__Required action 1__. In the home energy audit text, what device is used for the air leakage test?
__Required action 2__. Rewrite the paragraph of the home energy audit text that begins "Your utility bill may be shocking" in fewer words, keeping its main facts.

__Source text__.
Your utility bill may be shocking, but it offers few helpful details: it doesn't tell you when your energy use peaks, doesn't explain how best to reduce power consumption, and doesn't tell you how your home is spending your money. We think it’s worth finding out. A home energy audit is one of the first steps to understanding your home's energy usage, as well its overall health and performance. Using a combination of high tech tests and common sense evaluations, a good auditor provides homeowners with a list of energy and money saving steps, explains how and why your house is costing you money, then prioritizes steps to take to knock down those costs over the long haul.

A typical audit is comprised of several steps:

1) A thorough visual inspection of the home's building envelope.

2) An insulation check, generally involving infrared thermography, to pinpoint spots where insulation may have settled, been improperly installed, or where it may be missing altogether.

3) An air leakage test using a blower door, to measure the cumulative effect of all the air leaks in the home.

4) A ventilation check: healthy houses have appropriate ventilation, and an auditor will test ventilation systems to ensure that they conform to safety standards.

5) All visible gas lines, the gas stove, and gas powered water heater will be examined to insure that there are no leaks.

6) The auditor will evaluate if your central heating system needs cleaning or a tune-up.

7) Finally, expect a few suspect appliances, including old driers or refrigerators to be tested with an electricity monitor. There are times when one terrifically inefficient appliance throws an entire house's energy use out of whack.

We believe that whole house energy audits by certified professionals are worth every penny, so long as you act on what the audit turns up.

Last off, bear in mind that what turns up might surprise you: homeowners are often shocked to discover that all the little air leaks throughout their house add up to the equivalent of a window (or two, or more) being left open year round! Just remember that what you don't know can cost you: it's better to know!


+ Can a Home Be Too Tight?

Sometime during your crusade to seal those energy robbing cracks and holes in your home, you're bound to start asking yourself, "Isn't air flow important for a healthy home? Can I take this whole thing to the extreme?"

__Data section__.
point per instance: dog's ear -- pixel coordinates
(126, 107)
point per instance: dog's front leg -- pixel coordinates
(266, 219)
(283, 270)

__Exercise response 1__. A blower door.

__Exercise response 2__. A utility bill gives few useful details. It doesn't show when energy use peaks, how to cut consumption, or how the home spends your money. A home energy audit is a first step to understanding a home's energy use, health and performance. Using high-tech tests and common-sense evaluations, a good auditor lists energy- and money-saving steps, explains how and why the house costs you money, and ranks the steps for cutting those costs over the long haul.